Copy out the data below word for word, leaving out the pictures.

++++++++++++++++++++

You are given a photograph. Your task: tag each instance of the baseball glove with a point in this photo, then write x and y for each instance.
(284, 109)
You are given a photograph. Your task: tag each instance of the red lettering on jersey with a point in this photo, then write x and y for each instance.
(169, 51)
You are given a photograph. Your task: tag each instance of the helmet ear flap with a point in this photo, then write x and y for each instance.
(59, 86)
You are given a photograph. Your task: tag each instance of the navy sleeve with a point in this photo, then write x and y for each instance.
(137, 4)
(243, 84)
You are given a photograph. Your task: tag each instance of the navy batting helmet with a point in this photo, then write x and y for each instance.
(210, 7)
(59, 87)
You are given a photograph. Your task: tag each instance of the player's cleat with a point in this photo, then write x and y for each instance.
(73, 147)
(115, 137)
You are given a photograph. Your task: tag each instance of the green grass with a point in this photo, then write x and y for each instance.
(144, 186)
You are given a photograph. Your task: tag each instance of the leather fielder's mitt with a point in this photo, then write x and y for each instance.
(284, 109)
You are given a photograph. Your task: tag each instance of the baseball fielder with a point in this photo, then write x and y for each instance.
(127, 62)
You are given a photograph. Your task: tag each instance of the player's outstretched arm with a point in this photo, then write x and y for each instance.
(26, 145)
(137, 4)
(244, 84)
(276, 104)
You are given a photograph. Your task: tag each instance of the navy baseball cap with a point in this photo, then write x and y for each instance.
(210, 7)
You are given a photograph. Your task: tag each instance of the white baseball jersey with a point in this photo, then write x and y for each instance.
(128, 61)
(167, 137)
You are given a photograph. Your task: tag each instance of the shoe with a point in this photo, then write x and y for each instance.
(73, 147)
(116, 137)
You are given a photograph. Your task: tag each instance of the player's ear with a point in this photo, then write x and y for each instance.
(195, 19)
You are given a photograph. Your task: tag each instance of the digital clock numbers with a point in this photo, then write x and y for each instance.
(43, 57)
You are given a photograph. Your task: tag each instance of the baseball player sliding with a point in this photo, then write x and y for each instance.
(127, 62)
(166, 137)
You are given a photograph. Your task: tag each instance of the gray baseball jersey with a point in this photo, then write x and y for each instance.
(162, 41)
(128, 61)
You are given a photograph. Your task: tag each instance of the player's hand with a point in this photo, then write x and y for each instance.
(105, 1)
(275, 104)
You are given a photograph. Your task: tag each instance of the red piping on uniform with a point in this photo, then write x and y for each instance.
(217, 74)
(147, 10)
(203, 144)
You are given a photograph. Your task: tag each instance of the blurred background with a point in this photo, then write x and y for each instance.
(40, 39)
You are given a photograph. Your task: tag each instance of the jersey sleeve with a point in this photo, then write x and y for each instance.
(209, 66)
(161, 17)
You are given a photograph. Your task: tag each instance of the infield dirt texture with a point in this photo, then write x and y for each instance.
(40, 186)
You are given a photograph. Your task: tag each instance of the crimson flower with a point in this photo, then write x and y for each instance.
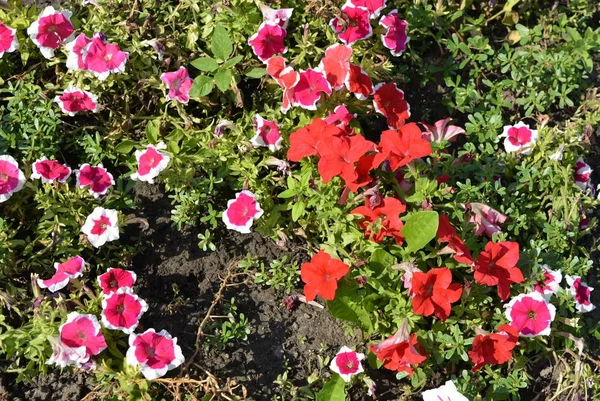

++++++++++++++++++++

• [Worked solution]
You are given a photograph. Your task: tag each instance of the baseball glove with a point in this photo, then write x and y for each instance.
(284, 109)
You are given a photograph. Your task: tag each instance of the red lettering on jersey with a point in this photo, then write x and y for each instance.
(169, 51)
You are given a photograph. Your task: tag each instance of the helmet ear flap with a point in this photo, then write x and y for each instance.
(59, 86)
You are given a photograph. Your task: tag each instance of the navy sleeve with a point in this photo, then write x and y for each instance.
(137, 4)
(243, 84)
You are given a photograph. Your task: tag each instance of the navy batting helmet with a point in this photo, then write x and y for each instance.
(210, 7)
(59, 87)
You are given a photograph. Your task: tag each instance of the player's cleat with a point in this photo, then write x and y for each instance.
(73, 147)
(115, 137)
You are given a photograph. Your task: tag each instance of the green grass with a point in this photo, then write x and y for each instance.
(144, 186)
You are given a photograph. Your task: tag each instance of the leather fielder's mitt with a point in this photo, then write x and y for each instance.
(284, 109)
You are given a photograph. Your task: tag each instance of the baseball fielder with a point in this photo, then write x and y for each instance.
(127, 62)
You are given a photograph. Your task: tag each instance of the player's outstretched arm with a point in this photo, then write x and y for each instance.
(26, 145)
(137, 4)
(244, 84)
(276, 104)
You are given a photograph. Your task: tag each instance of the navy baseball cap with a point in this photo, then write x and y for each instance.
(210, 7)
You are given a photograph. Your task: tag each instance of the white baseball jersey with a point in this photo, then write x and y for each instance.
(128, 61)
(167, 137)
You are given a photograph. Your task: tag each instance of the shoe with a point in this photo, then write x and y for each instance.
(73, 147)
(116, 137)
You are given a photograph. Your task: tag each instance of the player's ear with a point in this photo, then write x and y for each instance.
(195, 19)
You are given a photograph. Your task: tag each instance of the digital clock numbers with a point in this photo, then write x and y for each instance.
(43, 57)
You are given a photograph. Your task: tag each instance of the baseball player sliding with a point in this photo, then write x and y for each instance.
(127, 62)
(166, 137)
You are given a photograph. Your task: tag each instance of the gray baseball jersey with a point in this photo, then write x and y for each instance.
(162, 41)
(128, 61)
You are given a photograph. Your task: tag each instance of the player's hand with a point in this photo, then write x and y for each instance.
(105, 1)
(275, 104)
You are given a photograph. Your task: tag each instance of the red piping on uniform with a point in this photo, then write x and y for each instance.
(217, 74)
(147, 10)
(203, 144)
You are given a photograph. Your task: tag each instance of the blurred background with a point in this photo, then write x and y for each instance.
(40, 39)
You are given a photograph. Your task: tag each instance of the jersey sleeve with a point in this photo, then write x and y for each instance.
(209, 66)
(161, 17)
You are given a photograph. Your task: tag each instance of the infield dirt texture with a point in this photo, then write x and y for each instance.
(40, 186)
You are given a photograph. Your task: tag each instance of the crimson flower with a point in this photo, then write x and y for each instance.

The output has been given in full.